>>>>>

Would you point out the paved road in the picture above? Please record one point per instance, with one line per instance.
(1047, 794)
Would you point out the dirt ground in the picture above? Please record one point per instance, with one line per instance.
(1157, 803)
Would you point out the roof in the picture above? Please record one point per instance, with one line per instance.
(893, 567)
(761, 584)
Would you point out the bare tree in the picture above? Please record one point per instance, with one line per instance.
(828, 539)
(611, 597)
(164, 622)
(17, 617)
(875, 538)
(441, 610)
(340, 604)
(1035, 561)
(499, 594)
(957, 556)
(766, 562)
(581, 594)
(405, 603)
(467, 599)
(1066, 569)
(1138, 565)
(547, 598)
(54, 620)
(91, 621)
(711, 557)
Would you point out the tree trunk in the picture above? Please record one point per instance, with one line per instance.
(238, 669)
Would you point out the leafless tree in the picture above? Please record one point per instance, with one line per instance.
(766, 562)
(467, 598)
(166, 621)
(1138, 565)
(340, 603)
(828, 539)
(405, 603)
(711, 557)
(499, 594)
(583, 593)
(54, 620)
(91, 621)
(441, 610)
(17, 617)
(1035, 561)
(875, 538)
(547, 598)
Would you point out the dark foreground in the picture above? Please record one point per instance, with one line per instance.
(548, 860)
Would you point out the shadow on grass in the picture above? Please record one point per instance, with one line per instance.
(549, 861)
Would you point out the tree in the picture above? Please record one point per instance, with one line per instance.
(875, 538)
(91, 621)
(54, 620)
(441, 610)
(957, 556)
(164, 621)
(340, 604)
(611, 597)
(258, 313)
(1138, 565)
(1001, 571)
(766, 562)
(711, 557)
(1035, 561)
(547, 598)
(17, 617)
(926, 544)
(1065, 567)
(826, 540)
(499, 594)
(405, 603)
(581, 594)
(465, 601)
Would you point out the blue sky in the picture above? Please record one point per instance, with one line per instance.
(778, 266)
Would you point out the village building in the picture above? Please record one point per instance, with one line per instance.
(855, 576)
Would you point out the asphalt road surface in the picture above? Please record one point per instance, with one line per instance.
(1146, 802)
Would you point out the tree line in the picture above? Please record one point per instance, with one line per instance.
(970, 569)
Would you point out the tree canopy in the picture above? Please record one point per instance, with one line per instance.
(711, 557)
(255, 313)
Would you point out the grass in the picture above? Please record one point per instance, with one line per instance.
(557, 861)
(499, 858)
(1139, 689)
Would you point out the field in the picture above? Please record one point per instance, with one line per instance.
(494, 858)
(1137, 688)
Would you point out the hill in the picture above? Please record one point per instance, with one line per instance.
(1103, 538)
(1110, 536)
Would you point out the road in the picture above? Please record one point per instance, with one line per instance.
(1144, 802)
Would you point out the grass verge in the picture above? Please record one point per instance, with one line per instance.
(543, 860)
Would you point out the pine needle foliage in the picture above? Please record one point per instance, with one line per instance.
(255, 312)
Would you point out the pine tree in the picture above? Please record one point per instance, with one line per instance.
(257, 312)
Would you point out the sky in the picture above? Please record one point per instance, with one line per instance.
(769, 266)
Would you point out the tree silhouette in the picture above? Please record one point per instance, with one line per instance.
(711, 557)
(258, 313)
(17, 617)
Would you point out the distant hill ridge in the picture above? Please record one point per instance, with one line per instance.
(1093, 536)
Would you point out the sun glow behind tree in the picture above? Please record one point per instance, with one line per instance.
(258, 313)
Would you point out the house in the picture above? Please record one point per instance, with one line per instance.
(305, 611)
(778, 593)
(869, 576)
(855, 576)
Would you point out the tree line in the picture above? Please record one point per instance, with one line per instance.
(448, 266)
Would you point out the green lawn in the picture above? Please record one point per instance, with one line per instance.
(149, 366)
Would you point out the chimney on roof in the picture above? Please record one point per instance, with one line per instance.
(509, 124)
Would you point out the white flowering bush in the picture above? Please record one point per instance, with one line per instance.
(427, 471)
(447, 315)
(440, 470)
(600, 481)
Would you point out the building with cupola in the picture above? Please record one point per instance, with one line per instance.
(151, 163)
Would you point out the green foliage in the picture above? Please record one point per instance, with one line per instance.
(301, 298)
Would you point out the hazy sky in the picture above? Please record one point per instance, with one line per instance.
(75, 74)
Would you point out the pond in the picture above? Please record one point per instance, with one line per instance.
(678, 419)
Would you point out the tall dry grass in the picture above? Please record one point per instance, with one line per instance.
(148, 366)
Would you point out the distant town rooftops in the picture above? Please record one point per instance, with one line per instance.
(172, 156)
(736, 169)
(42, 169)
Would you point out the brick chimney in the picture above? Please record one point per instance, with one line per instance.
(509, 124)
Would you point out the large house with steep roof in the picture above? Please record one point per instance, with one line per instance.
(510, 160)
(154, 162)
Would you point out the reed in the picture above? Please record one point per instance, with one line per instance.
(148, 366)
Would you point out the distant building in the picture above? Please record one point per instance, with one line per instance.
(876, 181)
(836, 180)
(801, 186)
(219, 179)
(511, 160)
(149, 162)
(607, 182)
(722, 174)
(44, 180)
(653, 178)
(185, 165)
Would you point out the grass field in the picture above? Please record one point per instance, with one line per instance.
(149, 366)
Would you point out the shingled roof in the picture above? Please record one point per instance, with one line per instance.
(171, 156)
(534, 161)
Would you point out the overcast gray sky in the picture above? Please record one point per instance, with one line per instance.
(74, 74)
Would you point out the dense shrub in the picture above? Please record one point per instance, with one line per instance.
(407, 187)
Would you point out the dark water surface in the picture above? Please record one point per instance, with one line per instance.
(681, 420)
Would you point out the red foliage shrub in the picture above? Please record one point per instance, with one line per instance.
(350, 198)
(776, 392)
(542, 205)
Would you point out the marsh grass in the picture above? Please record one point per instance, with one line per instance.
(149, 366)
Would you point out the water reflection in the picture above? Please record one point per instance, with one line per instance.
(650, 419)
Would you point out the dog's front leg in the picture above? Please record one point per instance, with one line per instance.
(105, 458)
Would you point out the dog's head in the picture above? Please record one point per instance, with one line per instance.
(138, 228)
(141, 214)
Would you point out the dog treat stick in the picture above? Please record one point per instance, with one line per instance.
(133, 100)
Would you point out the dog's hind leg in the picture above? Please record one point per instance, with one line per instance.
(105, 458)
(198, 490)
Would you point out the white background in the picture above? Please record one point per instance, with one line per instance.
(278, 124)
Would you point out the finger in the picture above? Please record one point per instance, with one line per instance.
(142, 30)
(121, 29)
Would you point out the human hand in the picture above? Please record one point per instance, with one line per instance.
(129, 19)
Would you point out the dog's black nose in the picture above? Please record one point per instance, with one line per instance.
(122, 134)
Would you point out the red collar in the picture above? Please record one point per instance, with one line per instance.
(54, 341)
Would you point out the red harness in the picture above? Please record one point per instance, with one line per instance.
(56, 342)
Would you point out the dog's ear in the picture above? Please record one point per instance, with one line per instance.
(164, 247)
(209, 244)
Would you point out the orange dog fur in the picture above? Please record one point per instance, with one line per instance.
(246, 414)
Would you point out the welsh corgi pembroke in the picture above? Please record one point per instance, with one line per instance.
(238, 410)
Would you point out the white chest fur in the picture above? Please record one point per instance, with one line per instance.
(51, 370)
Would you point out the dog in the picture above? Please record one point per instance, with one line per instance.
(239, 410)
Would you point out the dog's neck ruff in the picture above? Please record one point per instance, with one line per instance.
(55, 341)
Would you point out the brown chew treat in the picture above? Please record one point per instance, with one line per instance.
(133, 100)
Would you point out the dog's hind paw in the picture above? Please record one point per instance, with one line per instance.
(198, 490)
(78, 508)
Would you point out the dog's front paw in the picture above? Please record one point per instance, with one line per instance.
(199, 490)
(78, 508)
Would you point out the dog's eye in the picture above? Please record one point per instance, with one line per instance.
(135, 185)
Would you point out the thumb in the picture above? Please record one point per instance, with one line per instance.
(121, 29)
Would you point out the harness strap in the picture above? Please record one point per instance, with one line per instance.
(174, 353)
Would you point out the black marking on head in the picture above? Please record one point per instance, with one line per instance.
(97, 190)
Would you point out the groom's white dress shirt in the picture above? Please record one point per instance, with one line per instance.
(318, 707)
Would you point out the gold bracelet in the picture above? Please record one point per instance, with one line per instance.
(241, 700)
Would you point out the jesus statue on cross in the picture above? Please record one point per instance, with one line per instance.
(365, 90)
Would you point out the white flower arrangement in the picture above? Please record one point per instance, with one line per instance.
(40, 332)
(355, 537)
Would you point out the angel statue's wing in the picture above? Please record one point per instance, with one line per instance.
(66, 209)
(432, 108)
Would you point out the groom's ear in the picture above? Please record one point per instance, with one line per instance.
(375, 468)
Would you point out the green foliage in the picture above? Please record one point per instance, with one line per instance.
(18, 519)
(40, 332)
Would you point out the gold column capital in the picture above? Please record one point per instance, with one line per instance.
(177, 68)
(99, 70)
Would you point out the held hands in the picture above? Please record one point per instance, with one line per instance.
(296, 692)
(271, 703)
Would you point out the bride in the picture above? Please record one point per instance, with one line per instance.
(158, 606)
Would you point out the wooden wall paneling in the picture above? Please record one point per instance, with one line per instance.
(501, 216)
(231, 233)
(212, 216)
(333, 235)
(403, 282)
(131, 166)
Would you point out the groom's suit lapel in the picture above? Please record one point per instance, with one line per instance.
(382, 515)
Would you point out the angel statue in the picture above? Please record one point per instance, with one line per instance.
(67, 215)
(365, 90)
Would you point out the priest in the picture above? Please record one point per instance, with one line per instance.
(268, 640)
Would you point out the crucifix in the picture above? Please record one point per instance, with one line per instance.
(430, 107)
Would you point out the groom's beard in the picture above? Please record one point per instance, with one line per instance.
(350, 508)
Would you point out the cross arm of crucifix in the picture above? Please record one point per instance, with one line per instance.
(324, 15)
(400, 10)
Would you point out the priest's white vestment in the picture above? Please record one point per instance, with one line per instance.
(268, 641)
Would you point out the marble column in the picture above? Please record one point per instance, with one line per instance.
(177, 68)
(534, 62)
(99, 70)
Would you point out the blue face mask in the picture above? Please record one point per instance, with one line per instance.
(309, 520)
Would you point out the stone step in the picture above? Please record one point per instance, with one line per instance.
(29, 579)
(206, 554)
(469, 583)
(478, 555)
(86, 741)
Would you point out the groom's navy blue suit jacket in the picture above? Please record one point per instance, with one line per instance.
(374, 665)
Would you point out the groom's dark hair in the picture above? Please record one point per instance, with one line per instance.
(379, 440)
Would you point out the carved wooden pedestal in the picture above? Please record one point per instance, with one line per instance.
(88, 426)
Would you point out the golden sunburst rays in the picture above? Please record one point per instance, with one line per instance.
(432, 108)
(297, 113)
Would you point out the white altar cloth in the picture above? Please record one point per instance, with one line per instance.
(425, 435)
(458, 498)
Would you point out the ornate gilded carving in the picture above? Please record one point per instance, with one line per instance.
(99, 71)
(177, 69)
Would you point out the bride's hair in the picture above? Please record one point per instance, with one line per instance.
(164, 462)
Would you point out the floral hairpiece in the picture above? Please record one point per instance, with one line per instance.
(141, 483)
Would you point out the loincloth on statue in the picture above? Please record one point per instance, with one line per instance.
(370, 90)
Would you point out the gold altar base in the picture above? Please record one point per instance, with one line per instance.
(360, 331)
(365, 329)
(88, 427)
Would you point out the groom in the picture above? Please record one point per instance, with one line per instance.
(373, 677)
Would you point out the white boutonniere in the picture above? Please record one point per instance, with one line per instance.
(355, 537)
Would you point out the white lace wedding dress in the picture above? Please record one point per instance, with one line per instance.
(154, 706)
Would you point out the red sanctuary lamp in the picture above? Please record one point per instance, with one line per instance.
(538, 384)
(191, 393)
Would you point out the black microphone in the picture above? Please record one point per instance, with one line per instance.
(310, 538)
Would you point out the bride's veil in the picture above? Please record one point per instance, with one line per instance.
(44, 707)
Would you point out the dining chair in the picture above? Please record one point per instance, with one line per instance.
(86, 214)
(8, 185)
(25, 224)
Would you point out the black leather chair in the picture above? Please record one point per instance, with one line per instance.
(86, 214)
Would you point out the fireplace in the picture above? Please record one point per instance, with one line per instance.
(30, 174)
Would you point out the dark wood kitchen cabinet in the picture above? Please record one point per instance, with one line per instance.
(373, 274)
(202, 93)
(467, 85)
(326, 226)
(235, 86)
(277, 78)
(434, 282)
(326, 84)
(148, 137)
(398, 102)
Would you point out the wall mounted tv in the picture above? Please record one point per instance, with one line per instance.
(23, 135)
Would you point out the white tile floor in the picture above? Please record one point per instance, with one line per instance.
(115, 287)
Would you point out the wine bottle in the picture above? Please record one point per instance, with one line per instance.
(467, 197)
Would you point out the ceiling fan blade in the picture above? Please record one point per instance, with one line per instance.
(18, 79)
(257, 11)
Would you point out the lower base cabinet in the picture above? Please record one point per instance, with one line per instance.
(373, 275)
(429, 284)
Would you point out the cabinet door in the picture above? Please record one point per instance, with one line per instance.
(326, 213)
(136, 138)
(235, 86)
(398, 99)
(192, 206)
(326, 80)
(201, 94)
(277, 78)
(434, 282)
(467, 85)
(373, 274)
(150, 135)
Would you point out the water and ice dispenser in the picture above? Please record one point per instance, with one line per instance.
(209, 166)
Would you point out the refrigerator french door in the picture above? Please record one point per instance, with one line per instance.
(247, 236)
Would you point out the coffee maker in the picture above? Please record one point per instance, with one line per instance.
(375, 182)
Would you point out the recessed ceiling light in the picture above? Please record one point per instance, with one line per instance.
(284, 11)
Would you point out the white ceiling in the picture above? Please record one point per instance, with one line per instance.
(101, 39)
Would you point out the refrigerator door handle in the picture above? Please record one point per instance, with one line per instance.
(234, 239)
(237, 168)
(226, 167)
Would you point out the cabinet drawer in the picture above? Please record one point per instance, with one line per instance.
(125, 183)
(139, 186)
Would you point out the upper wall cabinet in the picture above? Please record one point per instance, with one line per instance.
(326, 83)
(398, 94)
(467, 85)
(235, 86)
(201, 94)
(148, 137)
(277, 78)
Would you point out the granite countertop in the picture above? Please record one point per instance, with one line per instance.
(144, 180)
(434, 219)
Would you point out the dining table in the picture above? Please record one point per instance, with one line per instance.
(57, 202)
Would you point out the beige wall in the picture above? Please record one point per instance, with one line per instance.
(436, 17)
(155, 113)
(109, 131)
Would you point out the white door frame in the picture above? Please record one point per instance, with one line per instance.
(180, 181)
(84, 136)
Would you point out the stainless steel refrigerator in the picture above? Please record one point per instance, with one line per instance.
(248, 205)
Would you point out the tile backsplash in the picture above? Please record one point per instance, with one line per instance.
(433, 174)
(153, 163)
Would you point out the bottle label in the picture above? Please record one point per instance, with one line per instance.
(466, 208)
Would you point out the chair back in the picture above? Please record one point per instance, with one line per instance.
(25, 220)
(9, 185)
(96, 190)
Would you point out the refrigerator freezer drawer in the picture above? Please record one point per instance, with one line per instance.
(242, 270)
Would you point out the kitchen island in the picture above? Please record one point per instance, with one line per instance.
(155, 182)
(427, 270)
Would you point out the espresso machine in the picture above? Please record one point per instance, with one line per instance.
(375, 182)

<<<<<

Echo every line of the material, from its first line through the line that contains "(1146, 802)", keeping both ends.

• **Problem solution**:
Would you point out the paved road in the picture above? Please record one point per instance, with one line per instance.
(1047, 794)
Would you point out the dirt ground in the picture above? Please record one point per instance, with one line per instance.
(1157, 803)
Would you point out the roof in the picture above? Please record one point per instance, with one line per instance.
(893, 567)
(761, 584)
Would you point out the bare tree in the picture above? Please record one point per instance, with one line per instance.
(828, 539)
(611, 597)
(164, 622)
(17, 617)
(875, 538)
(441, 610)
(340, 604)
(1035, 561)
(499, 594)
(957, 556)
(766, 562)
(581, 594)
(405, 603)
(467, 599)
(1066, 569)
(1138, 565)
(547, 598)
(54, 620)
(91, 621)
(711, 557)
Would you point out the tree trunk in the picture above? Please record one point per instance, with one line per instance.
(238, 669)
Would you point out the leafless tree in the picture above? Please record one point per instance, with one line per instance.
(766, 562)
(467, 598)
(166, 621)
(1138, 565)
(340, 603)
(828, 539)
(405, 603)
(711, 557)
(499, 594)
(583, 593)
(54, 620)
(91, 621)
(441, 610)
(17, 617)
(1035, 561)
(875, 538)
(547, 598)
Would you point out the dark foreground in the picture above? Please record one point per instance, with one line per instance.
(548, 860)
Would you point out the shadow on grass in the picture above? Please record one point per instance, with one line per instance.
(549, 861)
Would you point out the tree in the picture above? Please record one point per instance, with one line per instance.
(875, 538)
(91, 621)
(54, 620)
(441, 610)
(957, 556)
(164, 621)
(340, 604)
(611, 597)
(258, 313)
(1138, 565)
(1001, 571)
(766, 562)
(711, 557)
(1035, 561)
(547, 598)
(17, 617)
(926, 544)
(1065, 567)
(826, 540)
(499, 594)
(405, 603)
(581, 594)
(465, 601)
Would you point out the blue sky in the picture above? Please record one point per instance, with one line per instance.
(778, 266)
Would you point out the village building in the picture above? Please record one point per instance, with one line per instance.
(855, 576)
Would you point out the asphalt road surface in the picture above? Please record one point per instance, with one line per instance.
(1146, 802)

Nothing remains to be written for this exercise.